ABOUT THIS TASK ->
Write out, from the entries below, exactly the lines that run between the lines holding "Where can the green" and "Where can the figure", inclusive, and stop there.
[Opening INPUT MATERIAL section]
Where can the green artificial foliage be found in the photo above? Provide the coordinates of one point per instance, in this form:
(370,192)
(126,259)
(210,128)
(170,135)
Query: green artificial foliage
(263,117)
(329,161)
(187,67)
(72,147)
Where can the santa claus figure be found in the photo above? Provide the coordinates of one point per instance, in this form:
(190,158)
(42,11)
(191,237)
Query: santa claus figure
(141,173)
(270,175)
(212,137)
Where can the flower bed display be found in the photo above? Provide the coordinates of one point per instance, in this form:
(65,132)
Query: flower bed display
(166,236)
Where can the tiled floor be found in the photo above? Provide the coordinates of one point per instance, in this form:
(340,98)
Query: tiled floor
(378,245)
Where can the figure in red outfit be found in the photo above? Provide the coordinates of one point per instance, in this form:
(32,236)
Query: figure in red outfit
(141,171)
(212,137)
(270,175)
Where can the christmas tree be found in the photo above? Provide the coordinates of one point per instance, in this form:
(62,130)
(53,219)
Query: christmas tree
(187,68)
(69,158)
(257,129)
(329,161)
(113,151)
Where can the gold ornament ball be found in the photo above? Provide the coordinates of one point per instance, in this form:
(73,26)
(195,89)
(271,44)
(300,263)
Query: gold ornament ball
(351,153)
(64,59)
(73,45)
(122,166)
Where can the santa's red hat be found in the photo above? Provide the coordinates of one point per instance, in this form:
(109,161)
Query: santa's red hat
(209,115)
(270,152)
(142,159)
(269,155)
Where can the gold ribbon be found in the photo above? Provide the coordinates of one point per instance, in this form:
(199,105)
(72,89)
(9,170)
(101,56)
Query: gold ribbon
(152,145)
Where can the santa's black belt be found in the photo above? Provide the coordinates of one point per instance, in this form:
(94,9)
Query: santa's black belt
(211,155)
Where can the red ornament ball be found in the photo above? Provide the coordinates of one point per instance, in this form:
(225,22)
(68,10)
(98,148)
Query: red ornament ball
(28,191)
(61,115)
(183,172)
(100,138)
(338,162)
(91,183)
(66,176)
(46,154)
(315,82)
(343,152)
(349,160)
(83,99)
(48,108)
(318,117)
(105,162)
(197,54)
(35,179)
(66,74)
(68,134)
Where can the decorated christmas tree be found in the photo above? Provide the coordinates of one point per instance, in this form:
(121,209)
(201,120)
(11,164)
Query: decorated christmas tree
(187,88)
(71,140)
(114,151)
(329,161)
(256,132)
[Closing INPUT MATERIAL section]
[Opening INPUT MATERIAL section]
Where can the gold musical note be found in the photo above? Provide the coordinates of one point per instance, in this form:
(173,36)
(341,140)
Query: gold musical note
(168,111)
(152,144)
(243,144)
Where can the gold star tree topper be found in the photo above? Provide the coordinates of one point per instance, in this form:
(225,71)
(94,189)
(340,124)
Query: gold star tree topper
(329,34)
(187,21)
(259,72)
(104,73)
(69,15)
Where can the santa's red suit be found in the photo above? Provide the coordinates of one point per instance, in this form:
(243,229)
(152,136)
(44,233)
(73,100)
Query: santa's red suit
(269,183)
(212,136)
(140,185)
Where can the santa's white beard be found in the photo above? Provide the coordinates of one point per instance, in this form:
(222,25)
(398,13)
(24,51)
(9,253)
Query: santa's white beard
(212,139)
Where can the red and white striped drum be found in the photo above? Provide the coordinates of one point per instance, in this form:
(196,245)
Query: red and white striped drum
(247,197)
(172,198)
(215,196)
[Closing INPUT MATERIAL section]
[Opening INPUT MATERIAL section]
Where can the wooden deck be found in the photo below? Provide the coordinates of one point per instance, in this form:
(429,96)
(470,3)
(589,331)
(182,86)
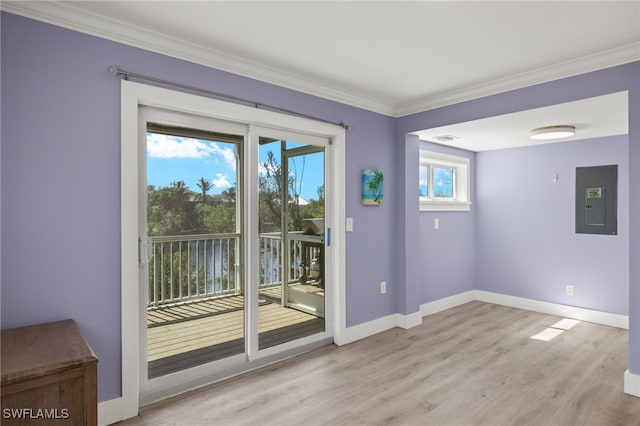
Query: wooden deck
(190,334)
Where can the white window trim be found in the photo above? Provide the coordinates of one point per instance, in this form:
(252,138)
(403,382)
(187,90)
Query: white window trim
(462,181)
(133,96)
[Closing INPUT MATERIAL section]
SOLVED EXERCISE ->
Where can the green artificial foliage be found in the photo above? Provide the coordinates of one point per instance, in this form:
(370,192)
(126,259)
(210,128)
(170,135)
Query: green artificial foliage
(263,117)
(329,161)
(187,67)
(72,147)
Where can the santa claus figure be found in the photo above? Provide the coordinates of one point per instance, in this form:
(190,158)
(42,11)
(191,237)
Query: santa claus figure
(141,173)
(270,175)
(212,137)
Where can the flower bed display be found in the photo above? Provide the coordinates of one point per instance, in this form:
(65,132)
Query: flower bed display
(166,236)
Where can the tiled floor be found in the photo above? Provide the coordinates of one point per instance, in this form:
(340,98)
Query: tiled floor
(378,245)
Where can the figure in red outfit be found in the photo above? Provide the coordinates of one point per instance, in this form:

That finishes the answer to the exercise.